The scorecard data has been sent to each individual college for review. They have 30 days to verify or change the information.
The economic payoff
A companion community college data file that’s due to roll out at about the same time as the scorecard lets students look into the future before choosing a major or career technical program. Under an agreement with the state Economic Development Department, the community college system will show the median wages for students based on their major two years after they graduate and five years after that.
The early analysis, said Perry, shows that career technical education graduates in nursing and other health occupations, fire technology and some information technology fields are doing the best. On the other hand, students considering fine arts may want to start seeking a patron as soon as possible.
The federal scorecard, not even a week old, is already getting mixed reviews. “We are dazzled,” exclaimed Nancy Coolidge, coordinator of federal and state financial aid programs at the University of California. She said it’s easy to use and gives students and their families a good indication of college costs. “We are generally impressed with the transparency and the intuitive way it functions,” said Coolidge.

[Things to do]
a: Answer these questions from the passage on college scorecard data:
(i) How many days do the individual colleges have to verify or change the scorecard information?
(ii) Which state department does the community college system have an agreement with?
(iii) What position does Nancy Coolidge hold?
b: Using the passage on college scorecard data, explain why Nancy Coolidge says "We are dazzled" about the federal scorecard.
c: Pick up the passage on college scorecard data after its last sentence and continue it.
The material that comes next has no connection to the passage on college scorecard data.

[Provided material]
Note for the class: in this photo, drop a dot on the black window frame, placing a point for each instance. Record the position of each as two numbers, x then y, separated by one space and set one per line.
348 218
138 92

[Exercise answers]
a:
(i) 30 days.
(ii) The state Economic Development Department.
(iii) She is coordinator of federal and state financial aid programs at the University of California.

b: She says the scorecard is easy to use and gives students and their families a good indication of college costs. She adds that she is generally impressed with its transparency and the intuitive way it functions.

c:
She said the scorecard would have been helpful to have a few days ago, when she was working with a family and had to use a different database, which she finds clunky and not intuitive. “This is much more accessible and easy to look at. I think this is a step in the right direction.”
Here’s how it works. Let’s say a high school student has her heart set on attending college in San Diego. If she and her parents look up San Diego State, they’d see that the median cost after grants and loans is about $8,500 a year, the average loan is nearly $15,600 and the six-year graduation rate is 65.6 percent. Comparing that to UC San Diego, they’d see the median cost is just over $12,600 a year and those families borrow more than $17,700. But the six-year graduation rate is significantly higher at 85.3 percent.
But the federal scorecard still has some bugs to work out. Early in the day, when Coolidge typed in the University of California, up popped Bethesda University of California in Anaheim.
Other problems are potentially more serious. Debbie Cochrane, research director for The Institute for College Access and Success (TICAS), said some of the data lacks context and “could be misleading rather than enlightening,” particularly for community colleges.
On loan default rates, the institute cautions that the scorecard doesn’t report the percentage of students at each college who borrow money. In a blog posted just hours after the scorecard was released, TICAS gives the example of American River College. The community college has a 27.5 percent default rate, more than twice the national average. But what the scorecard doesn’t show is that only 8 percent of students at the college take out federal loans. “Implying that the default rate alone is indicative of student outcomes more generally does a disservice to would-be students,” they write.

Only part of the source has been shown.